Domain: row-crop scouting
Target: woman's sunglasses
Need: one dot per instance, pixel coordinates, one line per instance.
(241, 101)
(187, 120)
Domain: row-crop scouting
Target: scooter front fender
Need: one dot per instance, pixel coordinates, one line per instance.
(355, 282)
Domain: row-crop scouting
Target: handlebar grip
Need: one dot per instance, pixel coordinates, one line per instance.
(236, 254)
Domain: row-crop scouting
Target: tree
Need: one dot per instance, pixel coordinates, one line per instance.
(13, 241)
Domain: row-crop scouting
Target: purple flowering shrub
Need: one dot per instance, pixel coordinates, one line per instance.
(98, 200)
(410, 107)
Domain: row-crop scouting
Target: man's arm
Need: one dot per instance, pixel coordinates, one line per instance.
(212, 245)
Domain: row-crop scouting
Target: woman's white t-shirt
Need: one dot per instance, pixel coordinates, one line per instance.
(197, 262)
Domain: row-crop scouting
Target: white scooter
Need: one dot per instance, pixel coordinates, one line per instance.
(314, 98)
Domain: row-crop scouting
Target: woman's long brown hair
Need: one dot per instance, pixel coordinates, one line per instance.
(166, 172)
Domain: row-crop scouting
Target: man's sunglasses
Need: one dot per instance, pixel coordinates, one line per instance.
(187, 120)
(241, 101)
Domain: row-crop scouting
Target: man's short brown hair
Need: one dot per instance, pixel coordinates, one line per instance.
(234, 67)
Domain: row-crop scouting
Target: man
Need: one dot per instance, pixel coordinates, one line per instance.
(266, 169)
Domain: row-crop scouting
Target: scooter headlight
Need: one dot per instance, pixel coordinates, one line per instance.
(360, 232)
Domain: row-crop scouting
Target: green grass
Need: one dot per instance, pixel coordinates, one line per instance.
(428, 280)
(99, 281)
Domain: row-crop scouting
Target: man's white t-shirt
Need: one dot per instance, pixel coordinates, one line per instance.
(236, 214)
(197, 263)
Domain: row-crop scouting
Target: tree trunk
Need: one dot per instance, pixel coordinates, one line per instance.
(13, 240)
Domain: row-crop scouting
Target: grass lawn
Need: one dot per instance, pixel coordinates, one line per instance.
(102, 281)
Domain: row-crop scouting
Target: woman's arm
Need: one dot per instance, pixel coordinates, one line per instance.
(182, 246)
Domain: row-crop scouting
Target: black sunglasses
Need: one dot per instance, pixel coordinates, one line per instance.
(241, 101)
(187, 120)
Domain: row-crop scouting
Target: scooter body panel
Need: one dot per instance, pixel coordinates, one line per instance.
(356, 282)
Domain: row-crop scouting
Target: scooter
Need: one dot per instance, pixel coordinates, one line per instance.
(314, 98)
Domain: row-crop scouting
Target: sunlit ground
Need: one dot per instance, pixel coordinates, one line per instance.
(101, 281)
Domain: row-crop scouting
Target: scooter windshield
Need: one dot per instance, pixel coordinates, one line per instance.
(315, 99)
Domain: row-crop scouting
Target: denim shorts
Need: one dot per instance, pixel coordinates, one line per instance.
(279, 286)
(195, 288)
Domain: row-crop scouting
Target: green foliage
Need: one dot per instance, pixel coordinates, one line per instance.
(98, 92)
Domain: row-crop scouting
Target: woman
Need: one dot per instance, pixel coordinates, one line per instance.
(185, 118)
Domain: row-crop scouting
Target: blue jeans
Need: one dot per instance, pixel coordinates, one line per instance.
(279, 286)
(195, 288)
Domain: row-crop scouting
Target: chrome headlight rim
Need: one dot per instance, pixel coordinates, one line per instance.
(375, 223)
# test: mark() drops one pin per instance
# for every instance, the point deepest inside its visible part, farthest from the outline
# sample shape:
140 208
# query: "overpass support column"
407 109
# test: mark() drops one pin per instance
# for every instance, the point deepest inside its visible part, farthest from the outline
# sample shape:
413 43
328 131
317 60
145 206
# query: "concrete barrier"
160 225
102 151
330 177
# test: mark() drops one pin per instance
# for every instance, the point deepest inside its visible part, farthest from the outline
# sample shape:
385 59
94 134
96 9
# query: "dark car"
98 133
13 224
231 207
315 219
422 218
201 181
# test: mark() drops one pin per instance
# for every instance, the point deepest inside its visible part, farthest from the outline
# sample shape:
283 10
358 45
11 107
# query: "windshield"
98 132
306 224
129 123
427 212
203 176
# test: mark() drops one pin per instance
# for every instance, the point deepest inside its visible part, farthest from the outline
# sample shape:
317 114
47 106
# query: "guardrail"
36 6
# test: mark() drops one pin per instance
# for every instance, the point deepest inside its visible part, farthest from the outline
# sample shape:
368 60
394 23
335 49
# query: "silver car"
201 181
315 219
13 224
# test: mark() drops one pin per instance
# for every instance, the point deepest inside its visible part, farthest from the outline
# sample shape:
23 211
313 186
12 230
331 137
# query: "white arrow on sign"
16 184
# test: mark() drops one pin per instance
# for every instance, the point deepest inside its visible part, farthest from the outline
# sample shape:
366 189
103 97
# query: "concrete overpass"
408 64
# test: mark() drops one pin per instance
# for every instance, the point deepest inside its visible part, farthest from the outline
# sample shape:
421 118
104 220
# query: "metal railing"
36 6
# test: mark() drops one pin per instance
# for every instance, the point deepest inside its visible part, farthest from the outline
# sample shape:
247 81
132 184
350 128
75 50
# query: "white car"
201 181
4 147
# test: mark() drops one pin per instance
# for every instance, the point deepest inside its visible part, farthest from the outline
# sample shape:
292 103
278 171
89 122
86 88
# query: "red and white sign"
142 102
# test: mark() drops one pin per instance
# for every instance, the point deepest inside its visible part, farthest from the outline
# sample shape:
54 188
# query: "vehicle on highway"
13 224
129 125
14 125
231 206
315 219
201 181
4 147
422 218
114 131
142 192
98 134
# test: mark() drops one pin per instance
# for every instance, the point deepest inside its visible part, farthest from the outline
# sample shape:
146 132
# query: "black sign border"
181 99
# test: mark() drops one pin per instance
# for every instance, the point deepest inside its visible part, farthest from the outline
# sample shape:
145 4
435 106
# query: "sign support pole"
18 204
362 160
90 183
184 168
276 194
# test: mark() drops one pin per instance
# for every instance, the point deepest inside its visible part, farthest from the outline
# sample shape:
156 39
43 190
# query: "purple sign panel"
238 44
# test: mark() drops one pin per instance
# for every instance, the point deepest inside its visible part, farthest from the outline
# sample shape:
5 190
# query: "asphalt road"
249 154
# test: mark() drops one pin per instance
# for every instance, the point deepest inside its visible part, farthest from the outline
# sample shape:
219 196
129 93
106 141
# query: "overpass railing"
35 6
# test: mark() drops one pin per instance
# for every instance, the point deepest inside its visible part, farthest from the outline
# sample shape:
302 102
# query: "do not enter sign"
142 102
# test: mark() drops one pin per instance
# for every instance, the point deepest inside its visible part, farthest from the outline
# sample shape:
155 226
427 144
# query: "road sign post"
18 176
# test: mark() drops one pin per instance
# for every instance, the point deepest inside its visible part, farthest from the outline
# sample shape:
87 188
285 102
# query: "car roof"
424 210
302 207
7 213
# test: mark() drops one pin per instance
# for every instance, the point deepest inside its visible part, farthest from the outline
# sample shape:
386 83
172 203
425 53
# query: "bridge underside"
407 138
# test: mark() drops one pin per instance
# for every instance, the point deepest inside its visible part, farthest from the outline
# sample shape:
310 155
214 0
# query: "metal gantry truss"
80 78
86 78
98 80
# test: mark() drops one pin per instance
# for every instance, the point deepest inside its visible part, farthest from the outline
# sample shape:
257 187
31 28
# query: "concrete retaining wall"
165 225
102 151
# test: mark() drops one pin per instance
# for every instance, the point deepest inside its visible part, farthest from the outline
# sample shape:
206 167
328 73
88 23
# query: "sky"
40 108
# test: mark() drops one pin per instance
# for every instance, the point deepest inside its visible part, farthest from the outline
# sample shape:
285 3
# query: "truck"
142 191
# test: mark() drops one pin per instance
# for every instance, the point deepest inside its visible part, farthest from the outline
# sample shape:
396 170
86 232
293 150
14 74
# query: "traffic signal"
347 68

### What you need to do
Note how many lines of the entries contain the string "scooter", then give that number by itself.

### Finished exercise
6